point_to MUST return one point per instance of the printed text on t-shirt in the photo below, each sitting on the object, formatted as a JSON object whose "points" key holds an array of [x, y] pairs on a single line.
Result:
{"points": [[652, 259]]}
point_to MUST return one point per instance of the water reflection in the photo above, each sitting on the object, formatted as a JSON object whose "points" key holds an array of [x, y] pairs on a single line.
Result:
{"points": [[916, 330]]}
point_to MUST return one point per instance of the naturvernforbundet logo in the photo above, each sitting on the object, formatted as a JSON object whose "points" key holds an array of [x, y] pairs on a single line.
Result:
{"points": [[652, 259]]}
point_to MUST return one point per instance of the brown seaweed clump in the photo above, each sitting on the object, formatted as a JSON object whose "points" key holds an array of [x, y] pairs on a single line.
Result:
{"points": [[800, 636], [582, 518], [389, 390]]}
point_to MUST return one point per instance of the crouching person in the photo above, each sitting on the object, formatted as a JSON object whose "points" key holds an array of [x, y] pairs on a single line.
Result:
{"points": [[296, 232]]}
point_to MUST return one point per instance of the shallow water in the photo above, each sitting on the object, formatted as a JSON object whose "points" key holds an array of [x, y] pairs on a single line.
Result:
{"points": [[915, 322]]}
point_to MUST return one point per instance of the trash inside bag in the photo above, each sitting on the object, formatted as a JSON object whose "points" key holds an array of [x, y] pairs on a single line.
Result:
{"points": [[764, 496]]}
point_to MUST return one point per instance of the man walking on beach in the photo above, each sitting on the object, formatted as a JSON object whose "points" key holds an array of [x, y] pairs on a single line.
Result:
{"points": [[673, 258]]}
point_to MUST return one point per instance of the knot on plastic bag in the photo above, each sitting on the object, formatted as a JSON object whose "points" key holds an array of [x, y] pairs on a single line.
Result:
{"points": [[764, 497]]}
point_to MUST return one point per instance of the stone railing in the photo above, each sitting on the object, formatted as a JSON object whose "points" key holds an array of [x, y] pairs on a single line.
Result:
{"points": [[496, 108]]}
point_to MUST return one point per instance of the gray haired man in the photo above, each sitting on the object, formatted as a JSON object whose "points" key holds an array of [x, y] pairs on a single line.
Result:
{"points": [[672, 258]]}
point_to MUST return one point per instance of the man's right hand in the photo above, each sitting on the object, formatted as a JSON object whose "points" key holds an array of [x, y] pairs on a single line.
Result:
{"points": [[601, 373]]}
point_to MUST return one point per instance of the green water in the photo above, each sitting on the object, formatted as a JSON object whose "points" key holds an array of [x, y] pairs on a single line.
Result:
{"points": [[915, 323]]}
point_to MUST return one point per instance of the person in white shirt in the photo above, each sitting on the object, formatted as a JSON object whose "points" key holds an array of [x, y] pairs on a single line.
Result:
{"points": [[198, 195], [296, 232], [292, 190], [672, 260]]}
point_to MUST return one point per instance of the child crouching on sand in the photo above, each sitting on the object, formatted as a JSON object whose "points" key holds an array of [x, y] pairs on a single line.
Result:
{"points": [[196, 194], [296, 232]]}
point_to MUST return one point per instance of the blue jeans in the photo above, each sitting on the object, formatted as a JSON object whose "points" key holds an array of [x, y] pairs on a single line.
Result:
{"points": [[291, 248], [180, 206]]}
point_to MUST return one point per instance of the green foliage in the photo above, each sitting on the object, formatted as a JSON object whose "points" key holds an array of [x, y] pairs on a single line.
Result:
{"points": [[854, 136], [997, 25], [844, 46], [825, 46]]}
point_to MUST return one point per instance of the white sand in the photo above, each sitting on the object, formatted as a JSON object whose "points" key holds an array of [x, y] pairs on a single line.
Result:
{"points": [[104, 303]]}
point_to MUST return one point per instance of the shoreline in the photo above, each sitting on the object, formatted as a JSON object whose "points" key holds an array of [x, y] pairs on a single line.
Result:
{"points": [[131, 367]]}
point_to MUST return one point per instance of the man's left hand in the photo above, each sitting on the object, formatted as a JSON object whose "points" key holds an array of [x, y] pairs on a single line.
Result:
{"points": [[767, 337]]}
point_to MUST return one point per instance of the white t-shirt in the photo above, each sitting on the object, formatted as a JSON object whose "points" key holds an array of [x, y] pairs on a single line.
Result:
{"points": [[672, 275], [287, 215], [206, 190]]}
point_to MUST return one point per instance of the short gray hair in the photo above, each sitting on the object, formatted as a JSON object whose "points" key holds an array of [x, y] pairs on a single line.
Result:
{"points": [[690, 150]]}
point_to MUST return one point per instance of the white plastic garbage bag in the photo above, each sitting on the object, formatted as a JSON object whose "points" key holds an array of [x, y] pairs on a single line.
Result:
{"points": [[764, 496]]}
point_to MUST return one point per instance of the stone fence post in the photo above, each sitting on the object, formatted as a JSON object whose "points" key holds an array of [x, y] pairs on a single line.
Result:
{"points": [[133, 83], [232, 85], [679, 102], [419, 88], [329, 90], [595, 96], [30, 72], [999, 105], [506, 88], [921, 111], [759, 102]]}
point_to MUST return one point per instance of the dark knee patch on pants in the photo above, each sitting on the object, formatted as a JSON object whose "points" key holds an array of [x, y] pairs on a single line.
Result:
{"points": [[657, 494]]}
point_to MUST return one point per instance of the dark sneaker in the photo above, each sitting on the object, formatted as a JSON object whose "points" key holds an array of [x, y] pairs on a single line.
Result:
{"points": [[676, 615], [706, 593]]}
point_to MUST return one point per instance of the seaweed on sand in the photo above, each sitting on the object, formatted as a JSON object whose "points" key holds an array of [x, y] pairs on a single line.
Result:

────────

▶ DIRECTIVE: Only the lines from the one that contains "point_to MUST return one point per instance of the dark sneaker" to the end of the data should be output, exactly as they appear.

▶ IN RESPONSE:
point_to MUST return one point per instance of the dark sneaker in the photo above, each sitting on the object, formatted as a JSON object whose "points" key holds an array of [x, y] pairs on a single line.
Result:
{"points": [[676, 615], [706, 593]]}
point_to MUST return one point per instance of the seaweed on sand in the photo above, each sitting on the object, formatted as a JSON object whose "points" key holds an array of [x, y] pairs on a single line.
Result:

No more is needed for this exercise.